_TEXTO EXTRAÍDO:_
-.-.-

Nunca he llevado un diario de lecturas, de hecho hasta hace unos meses no había reparado en dicho concepto, cuando leí en el blog o en el formspring de Patricio Pron que él leva uno. El concepto es claro, pero yo nunca había reparado en él. Y me sentí un poco tonto. Apelé a la excusa de mi natural desastre habitual, pero desde ese momento es una idea que a menudo rumio, si debería llevar un diario de lecturas y cómo debería ser. ¿Se apuntan los libros que se van leyendo con su fecha de inicio y fin o también se añade un comentario?  Con apuntar los que empiezo ya sería bastante ayuda para poner diques al caos que me hostiga. La idea me pareció genial, pero a la vez me sentí torpe por no haberla pensado nunca y haber terminado como he terminado, con libros a medias por todos sitios de la casa para desespero de mi santa. Lo más parecido que he hecho ha sido cuando en una agenda escolar apunté las fechas de grabación de los discos de jazz que me iba comprando y la revisaba para escuchar el disco que correspondía a ese día, pero eso fue a finales de los noventa, cuando me cansé de la escena grunge, del nu-metal y del brit-pop y me tiré por los cerros de Úbeda dedicándome por fin en exclusiva a  la síncopa, el swing y la jerga hipster haciendo las delicias de las tiendas de vinilo de segunda mano y cd´s del sello Black Lion y Blue Note. Me gustaría encontrar de nuevo esa agenda. 

Al final me siento, escribo, pierdo el tiempo, y de camino de vuelta de calentar agua para beberme otro té, cojo un nuevo libro de la estantería del salón, que empiezo para no pensar si borro todo esto. Odio la angustia de los lunes al sol por mucha planchaplacebo que me espere para intentar relajarme.

-.-.-

_TAREAS PENDIENTES:_
• 1. Copia literalmente del texto sobre el diario de lecturas el fragmento que arranca en las palabras "Al final me" y termina tras "para intentar relajarme.".
• 2. Según el texto sobre el diario de lecturas, ¿qué apuntó quien escribe en una agenda escolar?

_FILAS APORTADAS:_
-.-.-

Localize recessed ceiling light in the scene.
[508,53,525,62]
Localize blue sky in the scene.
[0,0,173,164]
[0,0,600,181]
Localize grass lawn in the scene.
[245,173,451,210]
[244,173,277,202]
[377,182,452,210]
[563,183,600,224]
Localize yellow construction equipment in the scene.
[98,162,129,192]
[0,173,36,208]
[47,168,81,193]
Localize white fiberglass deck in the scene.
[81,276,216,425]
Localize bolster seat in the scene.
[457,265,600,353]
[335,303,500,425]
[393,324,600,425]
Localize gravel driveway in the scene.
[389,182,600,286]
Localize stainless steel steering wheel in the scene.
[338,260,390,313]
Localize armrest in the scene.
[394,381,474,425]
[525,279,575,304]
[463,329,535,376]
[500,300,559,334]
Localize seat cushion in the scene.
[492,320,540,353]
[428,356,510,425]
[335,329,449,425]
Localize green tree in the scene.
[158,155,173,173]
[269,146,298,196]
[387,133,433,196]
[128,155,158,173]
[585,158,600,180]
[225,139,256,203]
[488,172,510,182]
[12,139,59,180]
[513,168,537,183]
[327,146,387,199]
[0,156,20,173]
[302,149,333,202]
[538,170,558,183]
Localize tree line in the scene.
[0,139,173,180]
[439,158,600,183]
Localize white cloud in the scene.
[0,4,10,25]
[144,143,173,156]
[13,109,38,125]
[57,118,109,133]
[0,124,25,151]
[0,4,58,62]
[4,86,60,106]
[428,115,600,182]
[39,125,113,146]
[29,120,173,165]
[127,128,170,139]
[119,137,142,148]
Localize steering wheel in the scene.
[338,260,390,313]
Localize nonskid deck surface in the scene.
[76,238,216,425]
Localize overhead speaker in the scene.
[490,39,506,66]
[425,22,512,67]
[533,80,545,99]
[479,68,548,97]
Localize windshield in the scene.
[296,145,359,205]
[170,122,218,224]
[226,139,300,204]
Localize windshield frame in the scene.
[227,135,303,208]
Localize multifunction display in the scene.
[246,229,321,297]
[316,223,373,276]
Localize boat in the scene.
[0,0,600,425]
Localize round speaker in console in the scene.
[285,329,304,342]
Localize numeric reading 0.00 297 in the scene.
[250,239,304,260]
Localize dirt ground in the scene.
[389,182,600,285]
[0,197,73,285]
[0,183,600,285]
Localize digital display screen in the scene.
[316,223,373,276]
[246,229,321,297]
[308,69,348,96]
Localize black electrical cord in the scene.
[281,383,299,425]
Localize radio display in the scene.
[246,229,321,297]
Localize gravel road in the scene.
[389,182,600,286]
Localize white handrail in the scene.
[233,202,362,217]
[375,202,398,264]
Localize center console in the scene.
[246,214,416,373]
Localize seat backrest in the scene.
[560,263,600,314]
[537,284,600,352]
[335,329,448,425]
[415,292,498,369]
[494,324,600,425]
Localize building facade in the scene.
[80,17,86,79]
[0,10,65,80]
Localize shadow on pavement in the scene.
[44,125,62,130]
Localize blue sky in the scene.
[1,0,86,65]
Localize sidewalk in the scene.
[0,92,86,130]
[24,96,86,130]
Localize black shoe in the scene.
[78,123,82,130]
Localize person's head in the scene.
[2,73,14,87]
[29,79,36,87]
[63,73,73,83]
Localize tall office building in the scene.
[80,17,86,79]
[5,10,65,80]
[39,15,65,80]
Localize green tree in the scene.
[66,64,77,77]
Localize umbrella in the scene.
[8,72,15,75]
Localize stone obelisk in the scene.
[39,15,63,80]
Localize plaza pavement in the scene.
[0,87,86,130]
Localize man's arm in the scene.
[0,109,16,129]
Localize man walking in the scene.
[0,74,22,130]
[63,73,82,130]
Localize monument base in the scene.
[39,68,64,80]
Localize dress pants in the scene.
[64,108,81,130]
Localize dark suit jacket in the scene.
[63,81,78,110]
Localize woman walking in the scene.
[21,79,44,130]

-.-.-

_RESPUESTAS:_
• 1.
Al final me siento, escribo, pierdo el tiempo, y de camino de vuelta de calentar agua para beberme otro té, cojo un nuevo libro de la estantería del salón, que empiezo para no pensar si borro todo esto. Odio la angustia de los lunes al sol por mucha planchaplacebo que me espere para intentar relajarme.

• 2. Las fechas de grabación de los discos de jazz que se iba comprando.